Referring expression pointing data:
-- Opening Marker --

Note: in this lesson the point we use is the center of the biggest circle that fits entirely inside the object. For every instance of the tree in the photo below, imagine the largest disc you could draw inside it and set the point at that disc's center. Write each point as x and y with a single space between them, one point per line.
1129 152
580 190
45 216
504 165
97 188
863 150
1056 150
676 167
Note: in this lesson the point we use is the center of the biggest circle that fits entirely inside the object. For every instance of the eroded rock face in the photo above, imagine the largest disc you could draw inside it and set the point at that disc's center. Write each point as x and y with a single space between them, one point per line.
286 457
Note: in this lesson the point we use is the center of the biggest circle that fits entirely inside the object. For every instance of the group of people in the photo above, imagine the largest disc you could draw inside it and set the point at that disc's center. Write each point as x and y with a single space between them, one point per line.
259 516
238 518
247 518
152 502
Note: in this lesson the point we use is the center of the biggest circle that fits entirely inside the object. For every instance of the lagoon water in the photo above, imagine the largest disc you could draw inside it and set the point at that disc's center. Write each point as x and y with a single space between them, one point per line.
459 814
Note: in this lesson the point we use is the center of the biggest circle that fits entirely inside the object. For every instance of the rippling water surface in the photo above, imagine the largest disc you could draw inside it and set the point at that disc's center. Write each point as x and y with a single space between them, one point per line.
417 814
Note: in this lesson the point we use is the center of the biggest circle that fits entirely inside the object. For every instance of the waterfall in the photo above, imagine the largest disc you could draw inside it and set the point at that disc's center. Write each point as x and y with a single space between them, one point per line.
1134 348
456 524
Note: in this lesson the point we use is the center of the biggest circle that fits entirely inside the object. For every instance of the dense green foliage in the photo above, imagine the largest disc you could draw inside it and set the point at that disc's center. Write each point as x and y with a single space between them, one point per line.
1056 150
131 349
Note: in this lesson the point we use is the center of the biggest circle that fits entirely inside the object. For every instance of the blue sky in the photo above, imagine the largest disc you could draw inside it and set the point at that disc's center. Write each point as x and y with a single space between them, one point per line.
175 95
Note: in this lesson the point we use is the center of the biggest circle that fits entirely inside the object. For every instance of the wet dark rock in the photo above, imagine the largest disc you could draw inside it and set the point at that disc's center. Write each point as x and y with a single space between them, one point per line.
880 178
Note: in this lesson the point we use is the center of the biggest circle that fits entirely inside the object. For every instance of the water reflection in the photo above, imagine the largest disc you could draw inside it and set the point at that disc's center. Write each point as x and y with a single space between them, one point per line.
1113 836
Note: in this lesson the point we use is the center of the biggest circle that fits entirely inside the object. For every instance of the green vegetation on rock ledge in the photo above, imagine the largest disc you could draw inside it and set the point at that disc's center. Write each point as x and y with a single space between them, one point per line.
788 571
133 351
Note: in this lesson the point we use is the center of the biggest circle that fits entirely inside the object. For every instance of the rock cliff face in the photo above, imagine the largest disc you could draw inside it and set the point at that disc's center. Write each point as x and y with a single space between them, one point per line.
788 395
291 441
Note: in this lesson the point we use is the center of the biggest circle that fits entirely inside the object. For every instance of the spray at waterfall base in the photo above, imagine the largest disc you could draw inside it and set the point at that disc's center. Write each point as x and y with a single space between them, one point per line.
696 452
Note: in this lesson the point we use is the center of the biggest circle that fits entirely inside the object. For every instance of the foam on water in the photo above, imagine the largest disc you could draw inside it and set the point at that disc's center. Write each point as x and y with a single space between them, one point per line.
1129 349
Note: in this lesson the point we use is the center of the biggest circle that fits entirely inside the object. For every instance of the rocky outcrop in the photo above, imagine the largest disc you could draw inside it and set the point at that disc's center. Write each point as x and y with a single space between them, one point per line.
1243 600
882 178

-- Closing Marker --

The problem: Produce an exact copy of the lines from the one containing "of the spray" through the final line of the data, both ends included, and only those.

Finished exercise:
Note: in this lesson the point we use is the center of the biggest circle that fits entirely inside the object. For every instance of the spray at waterfall base in the photo above, imagine the largest disc you could draw inside it and set the point at that disc's center. Write each point as x and y with a single space between them, one point per line.
696 452
Note: in this lesson the point we use is the center of the biggest circle that fits entirely inside the object. For every instance of the foam on water in the photo above, imagine the largest disc you could draw inside it and set the point at that disc's center. Write each point as x and y with a single space between them, one point per line.
1129 349
Note: in this lesson the point we use is the center of the biggest circle that fits entirely inside the object. For every instance of the rocky outcrop in the photo above, imagine the largest disc you could draw inside it and set the point at that disc's center. Write each point as x and y with a single space between them, one point per line.
1243 600
882 178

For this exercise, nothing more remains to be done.